Copy out all of the data exactly as it appears.

(Point labeling dataset excerpts)
________________________________________
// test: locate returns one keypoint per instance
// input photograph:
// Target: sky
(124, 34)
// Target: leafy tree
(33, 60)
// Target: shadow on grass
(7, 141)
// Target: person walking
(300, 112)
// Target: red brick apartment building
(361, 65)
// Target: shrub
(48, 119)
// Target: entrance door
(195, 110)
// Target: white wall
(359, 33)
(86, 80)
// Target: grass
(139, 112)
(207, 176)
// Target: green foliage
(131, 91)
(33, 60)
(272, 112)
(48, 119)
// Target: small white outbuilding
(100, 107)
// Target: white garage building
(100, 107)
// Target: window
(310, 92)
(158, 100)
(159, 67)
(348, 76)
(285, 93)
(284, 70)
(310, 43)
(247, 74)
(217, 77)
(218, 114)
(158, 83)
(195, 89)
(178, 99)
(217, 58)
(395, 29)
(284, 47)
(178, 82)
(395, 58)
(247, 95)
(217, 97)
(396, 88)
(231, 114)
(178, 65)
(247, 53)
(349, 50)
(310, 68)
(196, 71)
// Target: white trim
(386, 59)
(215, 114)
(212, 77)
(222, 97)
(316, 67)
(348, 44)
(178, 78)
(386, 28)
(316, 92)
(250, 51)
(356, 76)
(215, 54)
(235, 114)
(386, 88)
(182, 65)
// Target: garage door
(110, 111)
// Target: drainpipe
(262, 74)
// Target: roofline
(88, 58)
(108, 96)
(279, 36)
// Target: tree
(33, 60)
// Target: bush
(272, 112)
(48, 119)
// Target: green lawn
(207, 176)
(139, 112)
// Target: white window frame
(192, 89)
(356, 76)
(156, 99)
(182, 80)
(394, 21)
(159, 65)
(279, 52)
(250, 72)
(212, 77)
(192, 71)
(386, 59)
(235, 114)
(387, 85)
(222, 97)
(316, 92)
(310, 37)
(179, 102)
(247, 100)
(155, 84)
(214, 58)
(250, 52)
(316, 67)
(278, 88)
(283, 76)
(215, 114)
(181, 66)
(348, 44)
________________________________________
SOLUTION FOR THIS EXERCISE:
// test: locate returns one keypoint per instance
// input photograph:
// Target: sky
(124, 34)
// Target: leafy tree
(33, 60)
// Target: shadow on grass
(7, 141)
// Target: person walking
(300, 112)
// Target: red brick apartment building
(361, 65)
// Target: shrub
(48, 119)
// Target: entrance door
(195, 110)
// Target: white wall
(359, 33)
(86, 80)
// Target: grass
(139, 112)
(207, 176)
// Target: green foliage
(131, 91)
(33, 60)
(272, 112)
(48, 119)
// Target: small white outbuilding
(100, 107)
// Target: white garage building
(100, 107)
// Target: window
(310, 92)
(158, 100)
(159, 67)
(348, 76)
(285, 93)
(284, 70)
(310, 43)
(247, 74)
(217, 77)
(218, 114)
(158, 83)
(195, 89)
(178, 99)
(217, 58)
(395, 29)
(284, 47)
(178, 82)
(395, 58)
(247, 95)
(217, 97)
(396, 88)
(231, 114)
(178, 65)
(247, 53)
(349, 50)
(310, 68)
(196, 71)
// Target: white trim
(386, 59)
(215, 114)
(212, 77)
(222, 97)
(316, 67)
(348, 44)
(178, 78)
(386, 28)
(316, 92)
(250, 51)
(356, 76)
(215, 54)
(235, 114)
(386, 88)
(182, 65)
// Target: garage door
(110, 111)
// Target: drainpipe
(262, 74)
// Target: roofline
(88, 58)
(108, 96)
(279, 36)
// Target: tree
(33, 60)
// Target: bush
(272, 112)
(48, 119)
// Target: green lawn
(207, 176)
(139, 112)
// Target: white window frame
(192, 89)
(356, 76)
(156, 99)
(182, 80)
(394, 21)
(159, 65)
(279, 52)
(250, 72)
(212, 77)
(192, 71)
(386, 59)
(235, 114)
(387, 85)
(222, 97)
(316, 92)
(310, 37)
(179, 102)
(247, 100)
(155, 84)
(214, 58)
(250, 52)
(316, 67)
(278, 88)
(283, 76)
(215, 114)
(181, 66)
(348, 44)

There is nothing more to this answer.